▽
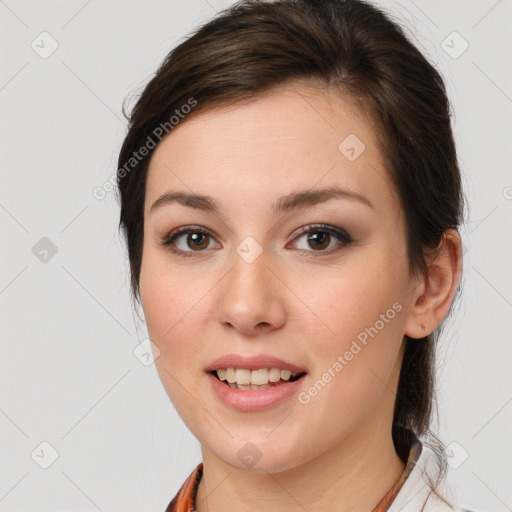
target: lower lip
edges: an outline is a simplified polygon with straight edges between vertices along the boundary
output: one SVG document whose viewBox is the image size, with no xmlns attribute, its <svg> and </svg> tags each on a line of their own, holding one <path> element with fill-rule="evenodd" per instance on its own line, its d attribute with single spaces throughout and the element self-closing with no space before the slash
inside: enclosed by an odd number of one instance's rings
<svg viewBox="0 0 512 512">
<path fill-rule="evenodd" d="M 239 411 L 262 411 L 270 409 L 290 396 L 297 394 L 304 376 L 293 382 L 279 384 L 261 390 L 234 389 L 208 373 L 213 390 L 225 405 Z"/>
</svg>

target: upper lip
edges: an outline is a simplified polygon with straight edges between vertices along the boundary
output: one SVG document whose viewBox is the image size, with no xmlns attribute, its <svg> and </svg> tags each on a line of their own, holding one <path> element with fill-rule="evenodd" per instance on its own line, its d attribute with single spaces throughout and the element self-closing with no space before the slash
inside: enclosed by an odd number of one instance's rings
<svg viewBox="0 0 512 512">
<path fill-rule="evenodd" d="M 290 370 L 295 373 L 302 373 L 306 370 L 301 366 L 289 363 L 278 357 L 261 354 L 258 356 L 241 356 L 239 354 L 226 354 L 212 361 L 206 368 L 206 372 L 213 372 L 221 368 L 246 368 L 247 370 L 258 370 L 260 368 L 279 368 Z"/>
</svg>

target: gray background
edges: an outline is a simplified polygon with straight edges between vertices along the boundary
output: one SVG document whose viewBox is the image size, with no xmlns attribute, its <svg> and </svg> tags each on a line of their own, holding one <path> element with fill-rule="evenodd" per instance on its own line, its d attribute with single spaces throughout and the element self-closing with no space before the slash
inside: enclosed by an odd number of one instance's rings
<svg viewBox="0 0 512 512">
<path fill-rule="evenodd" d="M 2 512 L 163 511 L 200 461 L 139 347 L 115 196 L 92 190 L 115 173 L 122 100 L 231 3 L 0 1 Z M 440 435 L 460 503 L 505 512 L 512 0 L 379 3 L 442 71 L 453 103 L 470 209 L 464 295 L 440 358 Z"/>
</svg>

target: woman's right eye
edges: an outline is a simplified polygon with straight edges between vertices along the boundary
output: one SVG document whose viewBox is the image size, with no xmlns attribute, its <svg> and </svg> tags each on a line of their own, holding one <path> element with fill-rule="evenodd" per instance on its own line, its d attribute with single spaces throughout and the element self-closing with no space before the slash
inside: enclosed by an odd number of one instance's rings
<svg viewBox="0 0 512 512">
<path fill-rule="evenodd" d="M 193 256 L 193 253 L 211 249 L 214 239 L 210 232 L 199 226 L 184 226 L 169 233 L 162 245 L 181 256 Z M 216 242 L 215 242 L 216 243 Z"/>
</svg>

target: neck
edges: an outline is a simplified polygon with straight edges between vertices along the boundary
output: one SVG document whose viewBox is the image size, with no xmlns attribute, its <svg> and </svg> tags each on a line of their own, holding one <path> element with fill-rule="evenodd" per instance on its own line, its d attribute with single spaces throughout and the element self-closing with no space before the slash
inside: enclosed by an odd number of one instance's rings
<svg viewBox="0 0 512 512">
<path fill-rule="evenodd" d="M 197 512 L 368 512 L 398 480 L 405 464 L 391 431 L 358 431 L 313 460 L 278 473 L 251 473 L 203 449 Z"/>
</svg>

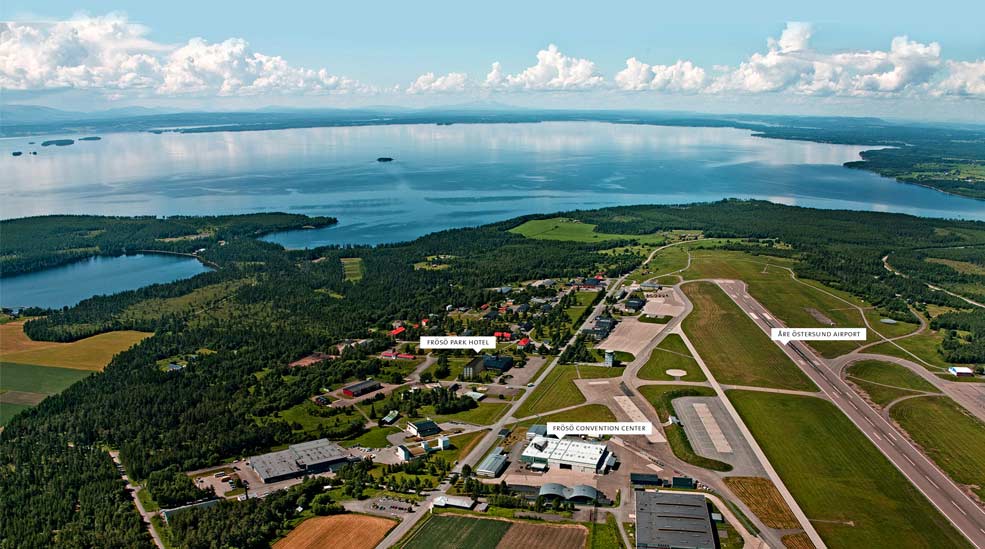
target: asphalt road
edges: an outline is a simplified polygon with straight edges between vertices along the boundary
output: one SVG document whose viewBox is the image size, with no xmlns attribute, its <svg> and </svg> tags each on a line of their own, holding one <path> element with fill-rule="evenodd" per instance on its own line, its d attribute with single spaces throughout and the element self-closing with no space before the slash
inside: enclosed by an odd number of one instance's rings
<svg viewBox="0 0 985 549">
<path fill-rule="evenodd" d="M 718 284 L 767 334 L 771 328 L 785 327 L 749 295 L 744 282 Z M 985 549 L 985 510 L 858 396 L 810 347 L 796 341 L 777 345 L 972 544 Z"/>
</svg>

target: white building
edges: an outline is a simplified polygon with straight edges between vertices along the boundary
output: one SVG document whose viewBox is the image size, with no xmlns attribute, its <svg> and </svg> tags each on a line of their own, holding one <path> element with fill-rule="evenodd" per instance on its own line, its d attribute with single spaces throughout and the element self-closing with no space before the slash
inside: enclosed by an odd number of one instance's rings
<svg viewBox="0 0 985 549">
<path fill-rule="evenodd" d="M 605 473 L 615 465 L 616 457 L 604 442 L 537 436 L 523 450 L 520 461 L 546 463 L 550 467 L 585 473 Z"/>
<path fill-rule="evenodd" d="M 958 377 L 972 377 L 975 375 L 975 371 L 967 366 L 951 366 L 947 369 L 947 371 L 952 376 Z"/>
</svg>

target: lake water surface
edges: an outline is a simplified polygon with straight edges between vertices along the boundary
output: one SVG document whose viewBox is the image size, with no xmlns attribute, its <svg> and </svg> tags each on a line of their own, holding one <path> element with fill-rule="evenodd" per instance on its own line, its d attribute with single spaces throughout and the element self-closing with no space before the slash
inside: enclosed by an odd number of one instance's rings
△
## WORK REQUIRED
Among the entries, how many lines include the word "target"? Answer with only the number.

## EXERCISE SOLUTION
8